- Opening Delimiter -

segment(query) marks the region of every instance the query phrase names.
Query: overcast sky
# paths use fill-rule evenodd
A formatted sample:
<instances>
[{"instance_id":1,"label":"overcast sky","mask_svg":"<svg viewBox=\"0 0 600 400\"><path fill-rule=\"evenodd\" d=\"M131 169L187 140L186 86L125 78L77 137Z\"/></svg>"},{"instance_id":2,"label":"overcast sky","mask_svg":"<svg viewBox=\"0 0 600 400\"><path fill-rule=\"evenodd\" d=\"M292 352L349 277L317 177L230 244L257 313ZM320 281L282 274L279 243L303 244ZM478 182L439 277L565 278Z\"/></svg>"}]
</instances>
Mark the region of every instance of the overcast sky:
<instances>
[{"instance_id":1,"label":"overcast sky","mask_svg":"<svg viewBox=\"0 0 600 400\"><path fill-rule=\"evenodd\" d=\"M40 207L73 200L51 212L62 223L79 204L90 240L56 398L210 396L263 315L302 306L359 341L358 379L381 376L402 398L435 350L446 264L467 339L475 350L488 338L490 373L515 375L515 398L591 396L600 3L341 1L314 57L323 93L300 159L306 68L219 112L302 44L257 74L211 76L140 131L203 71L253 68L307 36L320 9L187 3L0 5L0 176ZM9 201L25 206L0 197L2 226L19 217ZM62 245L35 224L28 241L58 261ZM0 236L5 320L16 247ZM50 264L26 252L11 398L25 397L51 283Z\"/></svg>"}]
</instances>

- Closing Delimiter -

Problem statement: Give back all the records above exactly. Keep every word.

Result:
segment(query) marks the region of every instance the query phrase names.
Query: overcast sky
# paths use fill-rule evenodd
A formatted sample:
<instances>
[{"instance_id":1,"label":"overcast sky","mask_svg":"<svg viewBox=\"0 0 600 400\"><path fill-rule=\"evenodd\" d=\"M131 169L187 140L186 86L125 78L77 137Z\"/></svg>"},{"instance_id":2,"label":"overcast sky","mask_svg":"<svg viewBox=\"0 0 600 400\"><path fill-rule=\"evenodd\" d=\"M292 352L349 277L317 177L230 244L257 313ZM320 281L282 274L279 243L303 244ZM478 182L439 277L565 278Z\"/></svg>"}]
</instances>
Mark the region of every instance of the overcast sky:
<instances>
[{"instance_id":1,"label":"overcast sky","mask_svg":"<svg viewBox=\"0 0 600 400\"><path fill-rule=\"evenodd\" d=\"M40 207L73 200L51 212L62 223L79 204L90 240L56 398L210 396L263 315L302 306L359 341L358 379L381 376L402 398L435 350L446 264L467 339L475 350L488 338L490 373L515 375L515 398L591 396L600 3L341 1L314 57L323 93L300 159L306 68L219 112L302 44L257 74L211 76L140 131L203 71L253 68L307 36L320 9L187 3L0 5L0 176ZM9 201L25 206L0 197L2 226L19 217ZM62 245L35 224L28 241L58 261ZM0 236L5 320L16 247ZM50 264L26 252L11 398L25 397L51 283Z\"/></svg>"}]
</instances>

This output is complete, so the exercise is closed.